>> BEGIN Given entries

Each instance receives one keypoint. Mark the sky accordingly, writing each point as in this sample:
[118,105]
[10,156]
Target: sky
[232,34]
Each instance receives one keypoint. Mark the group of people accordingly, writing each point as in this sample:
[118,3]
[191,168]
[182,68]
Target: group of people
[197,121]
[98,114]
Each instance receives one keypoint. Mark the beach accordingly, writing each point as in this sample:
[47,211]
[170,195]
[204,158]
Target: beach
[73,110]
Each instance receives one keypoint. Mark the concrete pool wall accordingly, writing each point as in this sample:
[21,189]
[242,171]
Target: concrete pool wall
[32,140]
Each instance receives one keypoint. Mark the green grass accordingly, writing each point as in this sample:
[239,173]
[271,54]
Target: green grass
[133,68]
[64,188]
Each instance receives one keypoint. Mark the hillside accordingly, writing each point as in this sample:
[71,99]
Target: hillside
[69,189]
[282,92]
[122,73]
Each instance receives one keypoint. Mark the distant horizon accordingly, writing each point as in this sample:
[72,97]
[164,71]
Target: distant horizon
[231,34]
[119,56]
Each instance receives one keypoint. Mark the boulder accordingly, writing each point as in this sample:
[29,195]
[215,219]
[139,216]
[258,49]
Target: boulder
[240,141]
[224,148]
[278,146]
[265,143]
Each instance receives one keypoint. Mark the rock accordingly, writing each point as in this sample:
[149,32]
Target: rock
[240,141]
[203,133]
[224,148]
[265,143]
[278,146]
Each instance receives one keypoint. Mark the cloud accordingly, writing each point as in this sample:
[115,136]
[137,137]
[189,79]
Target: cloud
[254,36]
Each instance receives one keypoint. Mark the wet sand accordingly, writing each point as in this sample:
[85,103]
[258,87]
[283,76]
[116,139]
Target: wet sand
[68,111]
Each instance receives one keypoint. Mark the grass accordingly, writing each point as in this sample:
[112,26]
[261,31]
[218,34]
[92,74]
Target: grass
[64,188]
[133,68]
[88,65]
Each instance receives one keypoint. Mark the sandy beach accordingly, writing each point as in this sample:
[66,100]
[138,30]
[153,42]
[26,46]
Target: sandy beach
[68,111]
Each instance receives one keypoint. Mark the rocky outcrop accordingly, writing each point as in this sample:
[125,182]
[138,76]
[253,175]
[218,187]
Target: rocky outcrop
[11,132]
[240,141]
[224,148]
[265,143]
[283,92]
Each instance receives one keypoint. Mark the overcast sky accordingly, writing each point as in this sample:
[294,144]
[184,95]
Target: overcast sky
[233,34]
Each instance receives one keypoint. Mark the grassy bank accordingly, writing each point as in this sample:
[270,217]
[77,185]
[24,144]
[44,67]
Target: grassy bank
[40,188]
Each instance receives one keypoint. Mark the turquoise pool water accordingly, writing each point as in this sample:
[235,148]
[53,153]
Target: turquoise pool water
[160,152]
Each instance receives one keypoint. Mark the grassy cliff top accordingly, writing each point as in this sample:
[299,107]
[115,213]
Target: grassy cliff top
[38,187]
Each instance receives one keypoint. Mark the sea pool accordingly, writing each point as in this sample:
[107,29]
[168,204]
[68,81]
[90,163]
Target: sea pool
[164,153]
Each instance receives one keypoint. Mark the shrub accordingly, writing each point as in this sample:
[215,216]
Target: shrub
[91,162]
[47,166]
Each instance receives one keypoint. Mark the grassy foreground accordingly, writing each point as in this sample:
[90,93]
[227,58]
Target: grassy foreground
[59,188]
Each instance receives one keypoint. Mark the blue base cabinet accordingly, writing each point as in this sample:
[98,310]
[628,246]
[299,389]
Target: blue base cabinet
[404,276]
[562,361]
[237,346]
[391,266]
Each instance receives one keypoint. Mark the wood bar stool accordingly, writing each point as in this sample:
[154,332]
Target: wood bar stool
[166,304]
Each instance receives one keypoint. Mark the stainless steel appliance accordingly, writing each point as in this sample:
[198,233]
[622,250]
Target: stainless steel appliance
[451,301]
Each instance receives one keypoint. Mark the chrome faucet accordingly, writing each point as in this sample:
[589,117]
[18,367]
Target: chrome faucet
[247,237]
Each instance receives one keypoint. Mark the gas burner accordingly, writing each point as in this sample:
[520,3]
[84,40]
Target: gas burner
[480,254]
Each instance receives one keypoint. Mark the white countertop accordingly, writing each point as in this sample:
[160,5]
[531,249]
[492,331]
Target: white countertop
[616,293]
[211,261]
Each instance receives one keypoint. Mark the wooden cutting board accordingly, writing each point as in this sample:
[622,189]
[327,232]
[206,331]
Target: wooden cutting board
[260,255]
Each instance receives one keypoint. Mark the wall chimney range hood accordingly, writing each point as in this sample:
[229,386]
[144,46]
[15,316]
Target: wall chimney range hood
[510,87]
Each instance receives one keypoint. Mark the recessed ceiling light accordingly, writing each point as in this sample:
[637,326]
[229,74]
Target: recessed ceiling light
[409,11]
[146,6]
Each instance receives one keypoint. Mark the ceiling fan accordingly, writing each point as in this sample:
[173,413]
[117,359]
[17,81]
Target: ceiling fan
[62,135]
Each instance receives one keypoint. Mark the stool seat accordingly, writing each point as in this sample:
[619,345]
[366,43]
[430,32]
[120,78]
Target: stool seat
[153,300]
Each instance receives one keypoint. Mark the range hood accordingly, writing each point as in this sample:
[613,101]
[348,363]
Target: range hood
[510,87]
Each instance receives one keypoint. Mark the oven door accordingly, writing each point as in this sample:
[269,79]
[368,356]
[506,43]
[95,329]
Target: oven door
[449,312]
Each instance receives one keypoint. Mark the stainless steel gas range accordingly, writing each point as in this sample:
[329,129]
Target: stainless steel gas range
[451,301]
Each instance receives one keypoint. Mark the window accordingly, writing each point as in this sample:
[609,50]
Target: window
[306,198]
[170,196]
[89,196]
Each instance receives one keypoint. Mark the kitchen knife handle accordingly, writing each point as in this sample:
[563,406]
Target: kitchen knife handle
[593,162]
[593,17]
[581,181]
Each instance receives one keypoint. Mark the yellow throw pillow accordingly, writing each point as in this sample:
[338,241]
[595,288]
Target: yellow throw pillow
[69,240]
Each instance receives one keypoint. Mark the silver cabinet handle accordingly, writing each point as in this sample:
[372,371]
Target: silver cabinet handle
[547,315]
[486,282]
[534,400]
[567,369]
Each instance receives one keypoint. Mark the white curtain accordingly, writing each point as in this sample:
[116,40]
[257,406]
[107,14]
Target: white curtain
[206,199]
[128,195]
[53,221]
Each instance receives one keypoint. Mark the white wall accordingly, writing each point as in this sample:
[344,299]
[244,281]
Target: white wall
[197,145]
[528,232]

>> END Given entries

### Work to do
Set every line of the listing down word for word.

### Exercise output
Each instance receives one keypoint. Mark the sky accordingly, writing each point as in this sample:
[118,105]
[10,156]
Target: sky
[232,34]
Each instance receives one keypoint. Mark the group of people accordingly, writing each point as in this sample:
[118,3]
[191,168]
[182,68]
Target: group of people
[197,121]
[98,114]
Each instance receives one keypoint. Mark the beach accordingly, writing each point as in this sample:
[47,211]
[170,195]
[204,158]
Target: beach
[73,110]
Each instance receives one keypoint. Mark the concrete pool wall accordingly, writing each point as in this sample:
[21,189]
[242,171]
Target: concrete pool wall
[32,140]
Each instance receives one keypoint. Mark the green grass accordingly, writing each point as in this sample:
[239,173]
[271,54]
Target: green grass
[133,68]
[64,188]
Each instance receives one keypoint. Mark the hillside accordingly, writing each point as in this sample:
[71,99]
Target: hillside
[69,189]
[282,92]
[122,73]
Each instance receives one keypoint. Mark the distant horizon accordingly, writing each point as in this sample:
[72,97]
[164,71]
Target: distant horizon
[231,34]
[119,56]
Each instance receives one keypoint. Mark the boulder accordingly, writing each point as in this sample:
[29,195]
[215,219]
[139,216]
[258,49]
Target: boulder
[240,141]
[224,148]
[278,146]
[265,143]
Each instance receives one keypoint. Mark the rock accordingly, writing each point as in this sample:
[149,32]
Target: rock
[240,141]
[203,133]
[224,148]
[265,143]
[278,146]
Each instance receives one keypoint. Mark the cloud accordingly, writing each point as in this sample:
[115,136]
[137,137]
[189,79]
Target: cloud
[254,36]
Each instance receives one keypoint. Mark the wet sand accordingly, writing each point as in this sample:
[85,103]
[258,87]
[283,76]
[116,139]
Target: wet sand
[68,111]
Each instance receives one keypoint. Mark the grass accordingly, writing each point as in this sample:
[112,26]
[261,31]
[218,34]
[92,74]
Target: grass
[64,188]
[133,68]
[88,65]
Each instance receives one keypoint. Mark the sandy beach accordingly, writing each point as in this sample:
[66,100]
[138,30]
[153,42]
[26,46]
Target: sandy beach
[68,111]
Each instance receives one keypoint. Mark the rocky outcrop accordingly, writing each point as in this sample:
[125,182]
[138,76]
[253,175]
[218,187]
Target: rocky outcrop
[11,132]
[240,141]
[224,148]
[265,143]
[283,92]
Each instance receives one keypoint. Mark the overcast sky accordingly, writing each point as in this sample:
[294,144]
[184,95]
Target: overcast sky
[233,34]
Each instance receives one keypoint. Mark the grassy bank accordingly, writing each point as in this sample:
[270,217]
[77,185]
[24,144]
[44,67]
Target: grassy bank
[40,188]
Each instance receives one keypoint. Mark the turquoise pool water accordingly, writing each point as in this sample:
[235,148]
[53,153]
Target: turquoise pool water
[160,152]
Each instance receives one keypoint. Mark the grassy cliff top accordingly, writing each point as in this sample:
[299,107]
[115,213]
Target: grassy cliff top
[38,187]
Each instance receives one keypoint. Mark the sea pool accordingly, writing each point as in this sample:
[107,29]
[168,204]
[68,81]
[90,163]
Target: sea pool
[164,153]
Each instance receives one keypoint. Mark the shrub accordingly, writing each point as in this sample:
[215,216]
Target: shrub
[91,162]
[47,166]
Each instance receives one keypoint. Mark the grassy foreground accordingly, writing each point as in this sample:
[90,93]
[227,58]
Target: grassy foreground
[59,188]
Each instance receives one keypoint. Mark the blue base cabinet accordingly, writing each point as in this sample:
[98,310]
[628,246]
[299,389]
Target: blue base cabinet
[404,276]
[562,361]
[237,346]
[391,266]
Each instance receives one keypoint. Mark the wood bar stool accordingly, writing each point as in this sample:
[154,332]
Target: wood bar stool
[166,304]
Each instance receives one keypoint. Mark the stainless steel appliance accordingly, writing each point as in this sample:
[198,233]
[622,250]
Target: stainless steel appliance
[451,301]
Each instance receives one keypoint. Mark the chrome faucet accordingly, writing each point as in this sample:
[589,117]
[18,367]
Target: chrome faucet
[247,237]
Each instance receives one keypoint. Mark the gas burner accordingly, writing each point as in this sample:
[520,3]
[84,40]
Target: gas burner
[480,254]
Each instance receives one keypoint. Mark the white countertop accordingly, writing each point as in this sample:
[160,5]
[531,249]
[492,331]
Target: white countertop
[616,293]
[211,261]
Each instance receives one keypoint. Mark the wooden cutting board accordingly, writing each point as in this sample:
[622,189]
[327,232]
[206,331]
Target: wooden cutting board
[260,255]
Each instance receives one keypoint. Mark the wall chimney range hood accordingly, writing each point as in this sample:
[229,386]
[144,46]
[15,316]
Target: wall chimney range hood
[510,87]
Each instance receives one keypoint. Mark the recessed ceiling light accordingly, writing each point as in this sample:
[637,326]
[229,74]
Target: recessed ceiling light
[409,11]
[146,6]
Each instance receives one keypoint. Mark the ceiling fan accordingly, writing each point as in this sample:
[173,413]
[117,359]
[17,81]
Target: ceiling fan
[62,135]
Each instance receives one keypoint. Mark the stool seat accordingly, writing each point as in this sample:
[619,345]
[366,43]
[430,32]
[120,78]
Target: stool seat
[153,300]
Each instance receives one keypoint. Mark the range hood accordingly, writing each point as in this sample:
[613,101]
[348,363]
Target: range hood
[510,87]
Each instance receives one keypoint. Mark the oven door accordingly, writing each point as in this sample:
[269,79]
[368,356]
[506,43]
[95,329]
Target: oven door
[449,312]
Each instance receives one keypoint. Mark the stainless steel gas range accordingly, writing each point as in this sample:
[329,129]
Target: stainless steel gas range
[451,301]
Each instance receives one keypoint. Mark the window accordingly, writing each point as in this sample:
[609,50]
Target: window
[306,198]
[170,196]
[89,196]
Each instance receives one keypoint. Mark the kitchen knife handle accordingly, writing each point as in this sample:
[563,406]
Target: kitchen knife handle
[593,162]
[593,17]
[581,181]
Each instance receives one keypoint. Mark the yellow throw pillow accordingly, writing each point as in this sample:
[338,241]
[595,288]
Target: yellow throw pillow
[69,240]
Each instance receives one keypoint. Mark the silver cabinet handle accordingly, writing each point as in this sample:
[372,371]
Target: silver cabinet handle
[547,315]
[486,282]
[534,400]
[567,369]
Each instance receives one keypoint. Mark the white curtain accordingly, writing each point as in this sample:
[116,40]
[257,406]
[107,14]
Target: white curtain
[206,199]
[128,195]
[53,221]
Each instance receives one keypoint. Mark the white wall accordingly, writing each point as in this sample:
[344,299]
[244,281]
Target: white wall
[197,145]
[528,232]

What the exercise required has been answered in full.